» GOAL
Can you format the items below as a two-column CSV with the headers "text" and "answer", one row per item? Put each field in double quotes and turn every line break into a space.

— Start EXTRACTED RECORDS —

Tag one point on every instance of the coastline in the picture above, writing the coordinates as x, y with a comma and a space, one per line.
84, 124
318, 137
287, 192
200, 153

— End EXTRACTED RECORDS —

» FINISHED ANSWER
text,answer
"Tag one point on every instance of the coastline in the picture above, writing the coordinates as x, y with a comma and a space, one per line.","84, 124 318, 137 287, 192 200, 153"